• Challenge:
Can you express every line of the material below as a Markdown table with the columns "Row" and "Material line," skipping blank lines? Leave the pictures out of your answer.

(Data records)
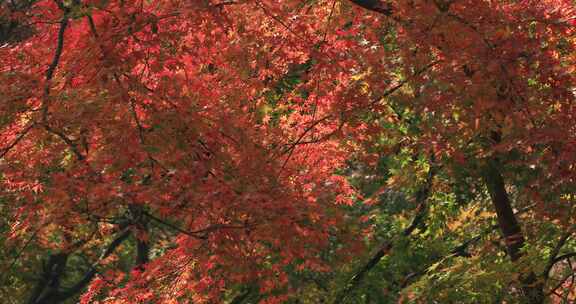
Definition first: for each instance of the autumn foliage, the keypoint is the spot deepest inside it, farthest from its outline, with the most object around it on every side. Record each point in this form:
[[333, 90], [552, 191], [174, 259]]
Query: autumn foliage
[[207, 151]]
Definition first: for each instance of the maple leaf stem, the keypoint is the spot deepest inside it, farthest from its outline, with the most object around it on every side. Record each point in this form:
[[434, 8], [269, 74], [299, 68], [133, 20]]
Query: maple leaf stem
[[16, 141]]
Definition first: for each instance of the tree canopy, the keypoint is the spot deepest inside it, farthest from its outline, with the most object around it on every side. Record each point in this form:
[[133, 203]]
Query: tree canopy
[[287, 151]]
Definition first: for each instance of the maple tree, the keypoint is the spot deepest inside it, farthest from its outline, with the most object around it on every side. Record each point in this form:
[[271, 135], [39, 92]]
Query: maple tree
[[266, 151]]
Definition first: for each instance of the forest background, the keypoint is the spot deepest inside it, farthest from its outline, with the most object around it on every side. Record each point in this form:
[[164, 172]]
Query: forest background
[[312, 151]]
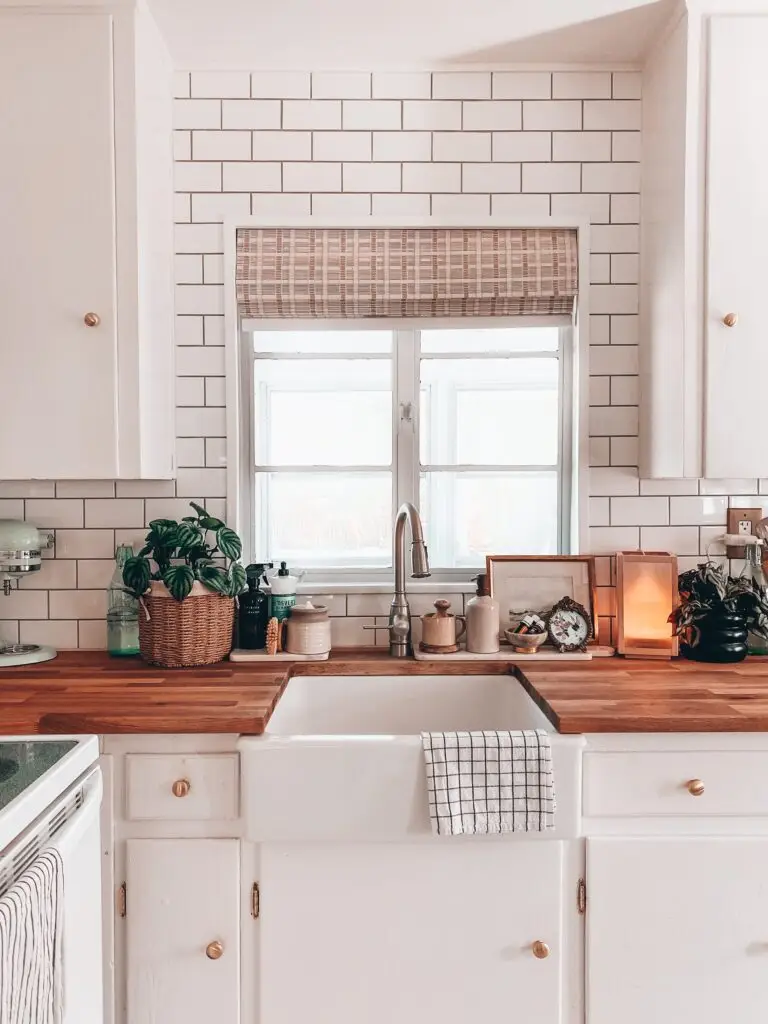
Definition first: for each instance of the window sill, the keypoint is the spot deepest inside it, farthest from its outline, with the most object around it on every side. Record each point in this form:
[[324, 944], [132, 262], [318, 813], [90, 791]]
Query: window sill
[[382, 587]]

• Full output:
| Row | Material line |
|---|---|
| 1 | Definition first: for each instance of the autumn foliage, the keypoint is the spot deepest inside it, farthest from its outline, with the most object around it on every side. Record each point in this form: |
| 2 | [[333, 90], [552, 191], [174, 259]] |
| 3 | Query: autumn foliage |
| 4 | [[207, 151]] |
| 5 | Definition first: for each instance of the maple leaf stem, the keypoint is the spot deepest inside it, farthest from its outline, with the most object around it on every side. Record each point in this form: |
| 6 | [[434, 8], [269, 74], [299, 68], [133, 20]] |
| 7 | Query: maple leaf stem |
| 8 | [[16, 141]] |
| 9 | Definition first: for each instance of the tree canopy, the keypoint is the spot deepest inside it, farthest from its outline, with the most object around it on every side. Record each point in this form: |
| 10 | [[133, 203]] |
| 11 | Query: tree canopy |
| 12 | [[287, 151]] |
| 13 | Definition first: for each instance of the maple tree, the keypoint is the spot deepest inside it, farthest from its outline, with the most object around it on every side. Record each point in this form: |
| 14 | [[271, 135], [39, 92]] |
| 15 | Query: maple tree |
| 16 | [[266, 151]] |
| 17 | Definition first: for each instance of the forest background, the keypoint is the spot deepest inside it, farthest from its outline, with the most object around it on every side. Record each point in this form: |
| 18 | [[164, 172]] |
| 19 | Query: forest background |
| 20 | [[312, 151]] |
| 21 | Definition first: for each instance of the window sill, the keypoint is the spot deepest inside it, farthest from its outline, with the most object around it on every side. Record each point in this form: |
| 22 | [[324, 944], [132, 262], [318, 813], [90, 791]] |
| 23 | Query: window sill |
| 24 | [[382, 587]] |